## Direction
Extract every line of the data below that contains the word "white".

(Detection data)
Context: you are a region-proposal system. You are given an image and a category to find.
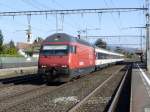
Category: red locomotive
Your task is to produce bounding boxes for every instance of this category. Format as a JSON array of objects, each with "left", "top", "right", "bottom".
[{"left": 38, "top": 33, "right": 95, "bottom": 80}]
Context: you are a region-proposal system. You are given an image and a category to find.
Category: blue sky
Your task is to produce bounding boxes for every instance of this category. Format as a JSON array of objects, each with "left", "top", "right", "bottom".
[{"left": 0, "top": 0, "right": 145, "bottom": 48}]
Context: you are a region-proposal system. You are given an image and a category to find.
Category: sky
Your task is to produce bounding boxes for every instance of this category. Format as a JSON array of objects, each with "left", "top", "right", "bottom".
[{"left": 0, "top": 0, "right": 145, "bottom": 48}]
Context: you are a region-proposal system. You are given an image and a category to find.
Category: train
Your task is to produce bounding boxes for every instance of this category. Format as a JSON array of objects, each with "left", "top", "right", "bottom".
[{"left": 38, "top": 33, "right": 124, "bottom": 82}]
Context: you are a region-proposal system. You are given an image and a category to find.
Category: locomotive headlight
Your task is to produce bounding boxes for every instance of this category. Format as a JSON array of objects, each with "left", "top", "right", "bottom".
[
  {"left": 61, "top": 65, "right": 67, "bottom": 68},
  {"left": 41, "top": 65, "right": 46, "bottom": 68}
]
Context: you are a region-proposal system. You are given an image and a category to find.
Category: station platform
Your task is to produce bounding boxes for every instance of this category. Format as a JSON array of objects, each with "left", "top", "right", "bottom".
[{"left": 130, "top": 63, "right": 150, "bottom": 112}]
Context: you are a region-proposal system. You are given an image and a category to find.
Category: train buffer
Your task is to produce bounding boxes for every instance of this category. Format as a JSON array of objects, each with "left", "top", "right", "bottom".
[{"left": 130, "top": 63, "right": 150, "bottom": 112}]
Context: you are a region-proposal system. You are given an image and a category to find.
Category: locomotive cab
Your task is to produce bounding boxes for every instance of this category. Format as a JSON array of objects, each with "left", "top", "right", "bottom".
[{"left": 38, "top": 44, "right": 76, "bottom": 81}]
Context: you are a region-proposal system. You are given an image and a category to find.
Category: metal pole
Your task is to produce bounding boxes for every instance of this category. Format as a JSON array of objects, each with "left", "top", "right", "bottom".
[{"left": 145, "top": 0, "right": 150, "bottom": 70}]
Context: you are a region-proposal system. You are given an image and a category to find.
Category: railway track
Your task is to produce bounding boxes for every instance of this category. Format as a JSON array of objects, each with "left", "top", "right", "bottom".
[
  {"left": 0, "top": 66, "right": 124, "bottom": 112},
  {"left": 68, "top": 65, "right": 126, "bottom": 112}
]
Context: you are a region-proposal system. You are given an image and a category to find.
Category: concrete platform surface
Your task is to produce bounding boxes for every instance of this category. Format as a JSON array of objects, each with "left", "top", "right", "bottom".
[{"left": 130, "top": 63, "right": 150, "bottom": 112}]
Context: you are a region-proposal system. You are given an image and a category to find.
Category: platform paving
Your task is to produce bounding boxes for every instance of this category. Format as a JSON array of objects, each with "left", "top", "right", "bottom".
[{"left": 130, "top": 63, "right": 150, "bottom": 112}]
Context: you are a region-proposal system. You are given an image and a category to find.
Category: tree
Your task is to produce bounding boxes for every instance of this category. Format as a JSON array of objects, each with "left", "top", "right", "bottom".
[
  {"left": 0, "top": 30, "right": 4, "bottom": 53},
  {"left": 95, "top": 38, "right": 107, "bottom": 49}
]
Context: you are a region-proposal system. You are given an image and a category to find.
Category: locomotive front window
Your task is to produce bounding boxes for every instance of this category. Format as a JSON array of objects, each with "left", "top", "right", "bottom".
[{"left": 40, "top": 45, "right": 68, "bottom": 55}]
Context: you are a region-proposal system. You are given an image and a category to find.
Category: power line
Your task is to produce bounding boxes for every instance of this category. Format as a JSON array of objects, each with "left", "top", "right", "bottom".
[
  {"left": 87, "top": 35, "right": 145, "bottom": 38},
  {"left": 21, "top": 0, "right": 41, "bottom": 10},
  {"left": 104, "top": 0, "right": 121, "bottom": 30},
  {"left": 0, "top": 8, "right": 147, "bottom": 16}
]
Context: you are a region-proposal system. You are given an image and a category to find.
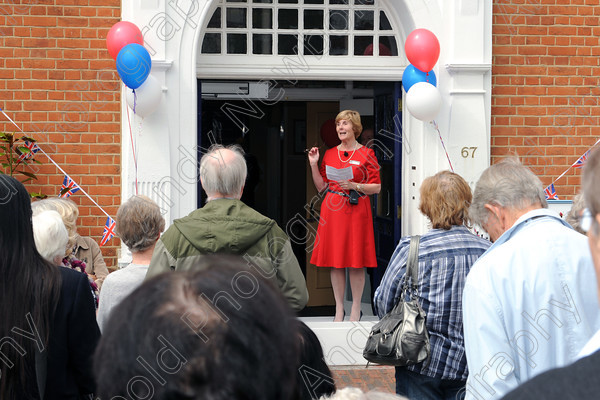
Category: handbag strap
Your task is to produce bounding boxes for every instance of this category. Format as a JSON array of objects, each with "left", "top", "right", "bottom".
[
  {"left": 405, "top": 235, "right": 421, "bottom": 291},
  {"left": 35, "top": 348, "right": 48, "bottom": 400}
]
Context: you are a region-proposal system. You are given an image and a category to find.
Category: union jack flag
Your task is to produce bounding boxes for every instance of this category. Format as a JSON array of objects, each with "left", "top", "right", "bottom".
[
  {"left": 573, "top": 150, "right": 590, "bottom": 168},
  {"left": 544, "top": 183, "right": 558, "bottom": 200},
  {"left": 16, "top": 140, "right": 40, "bottom": 162},
  {"left": 100, "top": 217, "right": 117, "bottom": 246},
  {"left": 58, "top": 175, "right": 80, "bottom": 198}
]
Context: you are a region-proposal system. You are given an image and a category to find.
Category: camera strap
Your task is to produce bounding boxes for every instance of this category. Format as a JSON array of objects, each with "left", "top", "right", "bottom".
[{"left": 327, "top": 189, "right": 366, "bottom": 197}]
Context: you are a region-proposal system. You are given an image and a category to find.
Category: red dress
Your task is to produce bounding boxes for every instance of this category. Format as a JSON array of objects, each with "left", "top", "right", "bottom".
[{"left": 310, "top": 146, "right": 381, "bottom": 268}]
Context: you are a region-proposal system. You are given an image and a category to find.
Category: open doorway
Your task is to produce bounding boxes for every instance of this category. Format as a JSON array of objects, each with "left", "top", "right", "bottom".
[{"left": 198, "top": 81, "right": 400, "bottom": 315}]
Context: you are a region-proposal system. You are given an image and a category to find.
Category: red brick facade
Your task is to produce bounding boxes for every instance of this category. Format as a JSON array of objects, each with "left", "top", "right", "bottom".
[
  {"left": 492, "top": 0, "right": 600, "bottom": 199},
  {"left": 0, "top": 0, "right": 600, "bottom": 266},
  {"left": 0, "top": 0, "right": 121, "bottom": 266}
]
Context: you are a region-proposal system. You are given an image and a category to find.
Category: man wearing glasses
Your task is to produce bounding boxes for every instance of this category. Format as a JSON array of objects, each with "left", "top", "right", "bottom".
[
  {"left": 463, "top": 160, "right": 600, "bottom": 399},
  {"left": 505, "top": 150, "right": 600, "bottom": 400}
]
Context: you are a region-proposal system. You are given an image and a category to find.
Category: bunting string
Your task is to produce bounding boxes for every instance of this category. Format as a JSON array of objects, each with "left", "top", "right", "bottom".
[
  {"left": 125, "top": 103, "right": 141, "bottom": 195},
  {"left": 544, "top": 139, "right": 600, "bottom": 200},
  {"left": 431, "top": 120, "right": 454, "bottom": 172},
  {"left": 0, "top": 108, "right": 110, "bottom": 222}
]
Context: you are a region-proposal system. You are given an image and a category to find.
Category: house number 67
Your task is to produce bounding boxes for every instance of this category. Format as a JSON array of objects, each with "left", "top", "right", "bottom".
[{"left": 460, "top": 147, "right": 477, "bottom": 158}]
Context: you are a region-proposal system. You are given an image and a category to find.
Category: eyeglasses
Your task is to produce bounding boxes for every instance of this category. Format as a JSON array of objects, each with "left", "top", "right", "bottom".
[{"left": 579, "top": 208, "right": 594, "bottom": 233}]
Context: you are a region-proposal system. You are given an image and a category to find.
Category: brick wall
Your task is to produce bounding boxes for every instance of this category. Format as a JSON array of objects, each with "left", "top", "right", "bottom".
[
  {"left": 0, "top": 0, "right": 121, "bottom": 266},
  {"left": 492, "top": 0, "right": 600, "bottom": 199},
  {"left": 0, "top": 0, "right": 600, "bottom": 266}
]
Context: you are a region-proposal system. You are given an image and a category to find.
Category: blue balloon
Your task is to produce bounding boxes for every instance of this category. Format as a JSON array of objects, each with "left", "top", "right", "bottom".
[
  {"left": 117, "top": 43, "right": 152, "bottom": 89},
  {"left": 402, "top": 64, "right": 437, "bottom": 93}
]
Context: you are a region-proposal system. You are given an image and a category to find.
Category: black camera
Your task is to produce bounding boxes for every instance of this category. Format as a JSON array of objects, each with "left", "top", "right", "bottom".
[{"left": 348, "top": 190, "right": 360, "bottom": 204}]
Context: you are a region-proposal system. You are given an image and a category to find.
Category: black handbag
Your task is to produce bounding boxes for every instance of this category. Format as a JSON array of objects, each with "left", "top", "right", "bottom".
[{"left": 363, "top": 235, "right": 431, "bottom": 366}]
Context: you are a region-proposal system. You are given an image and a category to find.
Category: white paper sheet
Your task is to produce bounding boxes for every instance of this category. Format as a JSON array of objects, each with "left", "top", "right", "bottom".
[{"left": 325, "top": 165, "right": 354, "bottom": 182}]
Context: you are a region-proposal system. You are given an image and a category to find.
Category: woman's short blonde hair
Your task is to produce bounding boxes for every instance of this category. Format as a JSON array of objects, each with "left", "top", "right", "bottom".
[
  {"left": 116, "top": 195, "right": 165, "bottom": 253},
  {"left": 419, "top": 171, "right": 473, "bottom": 230},
  {"left": 31, "top": 197, "right": 79, "bottom": 255},
  {"left": 32, "top": 210, "right": 69, "bottom": 264},
  {"left": 335, "top": 110, "right": 362, "bottom": 138}
]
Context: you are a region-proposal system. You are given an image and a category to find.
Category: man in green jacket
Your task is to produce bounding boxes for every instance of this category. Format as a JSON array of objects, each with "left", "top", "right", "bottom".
[{"left": 146, "top": 145, "right": 308, "bottom": 311}]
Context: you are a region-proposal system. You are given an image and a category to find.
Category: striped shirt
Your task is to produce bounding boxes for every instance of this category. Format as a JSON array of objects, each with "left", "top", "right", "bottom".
[{"left": 375, "top": 226, "right": 491, "bottom": 381}]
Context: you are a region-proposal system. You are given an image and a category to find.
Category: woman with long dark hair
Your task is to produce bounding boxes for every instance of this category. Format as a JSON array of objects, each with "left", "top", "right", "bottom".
[{"left": 0, "top": 174, "right": 100, "bottom": 400}]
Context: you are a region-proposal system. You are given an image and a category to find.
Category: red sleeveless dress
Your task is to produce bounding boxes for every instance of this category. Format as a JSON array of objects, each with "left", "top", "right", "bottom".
[{"left": 310, "top": 146, "right": 381, "bottom": 268}]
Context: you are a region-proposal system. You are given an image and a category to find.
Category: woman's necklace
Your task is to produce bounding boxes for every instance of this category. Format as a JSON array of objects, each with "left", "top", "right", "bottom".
[{"left": 338, "top": 141, "right": 358, "bottom": 164}]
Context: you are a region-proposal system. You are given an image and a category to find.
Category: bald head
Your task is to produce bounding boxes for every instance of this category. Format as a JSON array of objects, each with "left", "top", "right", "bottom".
[{"left": 200, "top": 145, "right": 248, "bottom": 199}]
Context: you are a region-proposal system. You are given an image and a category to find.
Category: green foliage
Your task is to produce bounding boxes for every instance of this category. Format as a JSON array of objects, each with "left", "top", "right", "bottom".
[{"left": 0, "top": 132, "right": 46, "bottom": 198}]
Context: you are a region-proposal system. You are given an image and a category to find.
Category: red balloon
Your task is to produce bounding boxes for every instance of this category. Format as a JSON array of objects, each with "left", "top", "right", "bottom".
[
  {"left": 404, "top": 29, "right": 440, "bottom": 72},
  {"left": 106, "top": 21, "right": 144, "bottom": 61}
]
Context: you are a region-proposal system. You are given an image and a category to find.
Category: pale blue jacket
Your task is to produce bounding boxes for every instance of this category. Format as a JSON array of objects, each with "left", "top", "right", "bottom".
[{"left": 463, "top": 209, "right": 599, "bottom": 400}]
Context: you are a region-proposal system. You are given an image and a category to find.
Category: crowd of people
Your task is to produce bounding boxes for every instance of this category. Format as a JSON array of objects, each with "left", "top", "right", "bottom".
[{"left": 0, "top": 110, "right": 600, "bottom": 400}]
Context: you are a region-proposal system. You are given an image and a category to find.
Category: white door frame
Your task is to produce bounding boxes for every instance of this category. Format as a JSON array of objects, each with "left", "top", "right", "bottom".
[{"left": 122, "top": 0, "right": 492, "bottom": 266}]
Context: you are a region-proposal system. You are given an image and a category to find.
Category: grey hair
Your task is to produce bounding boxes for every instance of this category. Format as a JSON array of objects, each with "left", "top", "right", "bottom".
[
  {"left": 32, "top": 210, "right": 69, "bottom": 264},
  {"left": 200, "top": 144, "right": 248, "bottom": 196},
  {"left": 31, "top": 197, "right": 79, "bottom": 255},
  {"left": 469, "top": 158, "right": 548, "bottom": 226},
  {"left": 581, "top": 149, "right": 600, "bottom": 236},
  {"left": 116, "top": 195, "right": 165, "bottom": 253}
]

## Exercise output
Category: white paper sheet
Category: white door frame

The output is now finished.